Brief
Nothing in the records should change; write them all out again.

Data shown
↓
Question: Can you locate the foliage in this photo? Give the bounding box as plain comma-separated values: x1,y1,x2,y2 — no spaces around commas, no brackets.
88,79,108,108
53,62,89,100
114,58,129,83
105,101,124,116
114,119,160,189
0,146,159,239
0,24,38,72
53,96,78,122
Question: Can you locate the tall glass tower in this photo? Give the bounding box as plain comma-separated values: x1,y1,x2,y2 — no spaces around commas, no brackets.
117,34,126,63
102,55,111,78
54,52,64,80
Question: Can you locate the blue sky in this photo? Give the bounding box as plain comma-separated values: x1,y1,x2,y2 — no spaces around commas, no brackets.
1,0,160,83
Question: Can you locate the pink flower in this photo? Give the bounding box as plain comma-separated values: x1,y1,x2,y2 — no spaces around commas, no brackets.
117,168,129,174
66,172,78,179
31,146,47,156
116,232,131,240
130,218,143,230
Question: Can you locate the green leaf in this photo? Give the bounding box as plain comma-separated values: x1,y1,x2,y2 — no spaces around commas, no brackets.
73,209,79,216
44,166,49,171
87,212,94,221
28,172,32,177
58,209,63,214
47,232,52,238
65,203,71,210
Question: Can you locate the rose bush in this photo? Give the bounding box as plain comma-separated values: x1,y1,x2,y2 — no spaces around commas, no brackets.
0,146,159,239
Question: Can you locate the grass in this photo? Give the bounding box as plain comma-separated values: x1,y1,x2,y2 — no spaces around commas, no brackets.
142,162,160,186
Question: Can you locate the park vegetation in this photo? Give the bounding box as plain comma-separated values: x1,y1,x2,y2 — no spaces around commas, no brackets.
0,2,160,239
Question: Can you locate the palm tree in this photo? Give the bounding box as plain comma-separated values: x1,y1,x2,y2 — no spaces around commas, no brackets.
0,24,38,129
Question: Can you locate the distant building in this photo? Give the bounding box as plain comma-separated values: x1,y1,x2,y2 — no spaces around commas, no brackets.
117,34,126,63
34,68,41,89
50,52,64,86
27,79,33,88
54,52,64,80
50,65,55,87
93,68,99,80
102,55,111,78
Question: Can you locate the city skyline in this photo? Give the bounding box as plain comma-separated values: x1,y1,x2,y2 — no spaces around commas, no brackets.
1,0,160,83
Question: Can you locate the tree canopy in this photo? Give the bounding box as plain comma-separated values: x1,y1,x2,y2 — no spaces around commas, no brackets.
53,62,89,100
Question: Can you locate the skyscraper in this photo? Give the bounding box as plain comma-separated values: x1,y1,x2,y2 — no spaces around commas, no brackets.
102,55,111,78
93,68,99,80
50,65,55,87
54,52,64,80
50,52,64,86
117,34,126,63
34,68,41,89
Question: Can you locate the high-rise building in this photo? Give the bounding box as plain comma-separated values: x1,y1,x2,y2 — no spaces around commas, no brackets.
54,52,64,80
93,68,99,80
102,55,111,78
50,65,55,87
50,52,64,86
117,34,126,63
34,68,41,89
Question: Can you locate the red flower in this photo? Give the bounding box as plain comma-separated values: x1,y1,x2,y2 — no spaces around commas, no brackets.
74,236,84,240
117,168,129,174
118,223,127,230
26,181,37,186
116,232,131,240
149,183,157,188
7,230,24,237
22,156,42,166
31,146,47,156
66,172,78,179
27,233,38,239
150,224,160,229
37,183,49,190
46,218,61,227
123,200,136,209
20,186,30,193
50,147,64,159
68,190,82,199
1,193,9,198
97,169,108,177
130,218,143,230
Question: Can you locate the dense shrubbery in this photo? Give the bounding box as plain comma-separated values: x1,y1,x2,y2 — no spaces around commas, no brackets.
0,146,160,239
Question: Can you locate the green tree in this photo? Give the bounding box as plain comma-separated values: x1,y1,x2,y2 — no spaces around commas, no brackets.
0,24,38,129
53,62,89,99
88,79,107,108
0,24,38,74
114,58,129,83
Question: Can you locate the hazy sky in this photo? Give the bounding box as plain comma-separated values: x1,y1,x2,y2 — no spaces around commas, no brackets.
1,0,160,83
↑
Solution to this task
Question: Can you locate the foliage in this photo? Give the bounding box as plain comma-separated values: x1,y1,x2,y2 — no spaces around commas, no brackets.
88,79,108,108
53,62,89,100
114,58,129,83
105,101,124,116
114,119,160,189
0,146,159,239
0,24,38,72
53,96,78,122
Question: Can you locate the tall glass tower in this photo? Give the bounding box as plain comma-separated values: x1,y1,x2,y2 — no spaces around commas, no brackets.
117,34,126,63
102,55,111,78
54,52,64,80
Question: Can you locate the blue sky in this photo? Give the bounding box as plain comma-separated values: x1,y1,x2,y2 — no spaces around commas, no brackets.
1,0,160,83
Question: Can you locate the pink flower in this photo? Give the bounding box as plain comma-separated values: x1,y1,x2,y2 — no spaces around commas, no brackets.
117,168,129,174
66,172,78,179
31,146,47,156
116,232,131,240
130,218,143,230
Question: Can you locate the green leaf in this photo? Give the bounding box as plain comma-separated values: x1,y1,x2,y2 — no spaces around commas, no brackets.
73,209,79,216
44,166,49,171
87,212,94,221
28,172,32,177
58,209,63,214
47,232,52,238
65,203,71,210
Question: Can you locate the rose bush in this photo? Give the bounding box as plain comma-separated values: x1,y1,x2,y2 — no spaces around commas, no brackets.
0,146,159,239
Question: Can you locate the grass in this photo? Give the bounding box as plain comma-separated values: x1,y1,x2,y2 — no spaces around commas, no brackets.
142,162,160,186
Question: Can you locate the park vegetation in this photo? Give the bounding box as plain comma-separated values: x1,y1,x2,y2 — no spaces around commas, no brackets.
0,2,160,239
Question: Can you locate the palm tree in this photo? Give the bounding box as plain comma-separated values: x1,y1,x2,y2 — no spaces around commas, no brackets.
0,24,38,129
Question: Can you locate the distant building in this photo? Give the bounding box as plain comma-separated values: x1,y1,x2,y2 — no spaces around commas, no brackets.
117,34,126,63
34,68,41,89
50,52,64,86
27,79,33,88
54,52,64,80
50,65,55,87
93,68,99,80
102,55,111,78
Question: Can you locate the city skyline in this photo? Give the bounding box as plain comma-separated values: x1,y1,x2,y2 — no spaces around commas, no brackets.
1,0,160,83
Question: Can you locate the tree canopy in this photo? Give the bounding box as plain comma-separated values: x1,y1,x2,y2 — no spaces around commas, no brackets.
53,62,89,100
Question: Can you locate the skyscraper in this photo? Give the bounding box as plain comma-separated values: x1,y1,x2,y2 — no spaces around commas, no brackets.
102,55,111,78
93,68,99,80
50,65,55,87
54,52,64,80
50,52,64,86
117,34,126,63
34,68,41,89
Question: Can you locate the high-rise building in this photo? Give the bounding box as plain comma-separated values: x1,y1,x2,y2 — no spaces around commas, no brackets.
54,52,64,80
93,68,99,80
102,55,111,78
50,65,55,87
50,52,64,86
117,34,126,63
34,68,41,89
Question: Can you locate the red flower in this photo? Give the bounding box as plain comma-separated values: x1,y1,x2,y2 — no spaces around commas, no brackets.
74,236,84,240
117,168,129,174
118,223,127,230
26,181,37,186
116,232,131,240
149,183,157,188
7,230,24,237
22,156,42,166
31,146,47,156
66,172,78,179
27,233,38,239
150,224,160,229
37,183,49,190
46,218,61,227
123,200,136,209
20,186,30,193
50,147,64,159
68,190,82,199
1,193,9,198
97,169,108,177
130,218,143,230
Question: Can you locate the dense shrubbery in this photo? Give the bounding box as plain comma-separated values: x1,y1,x2,y2 — no spaces around commas, no brackets.
0,146,160,239
Question: Can you locate the green tree in this photo? Give the bounding box as plain comma-separated values: x1,y1,x2,y2 — no spaces around commas, no brackets.
0,24,38,129
53,62,89,99
88,79,107,108
0,24,38,74
114,58,129,83
Question: Can you locate the hazy sky in this photo? Give the bounding box as plain comma-separated values: x1,y1,x2,y2 — no spaces around commas, no brackets.
1,0,160,83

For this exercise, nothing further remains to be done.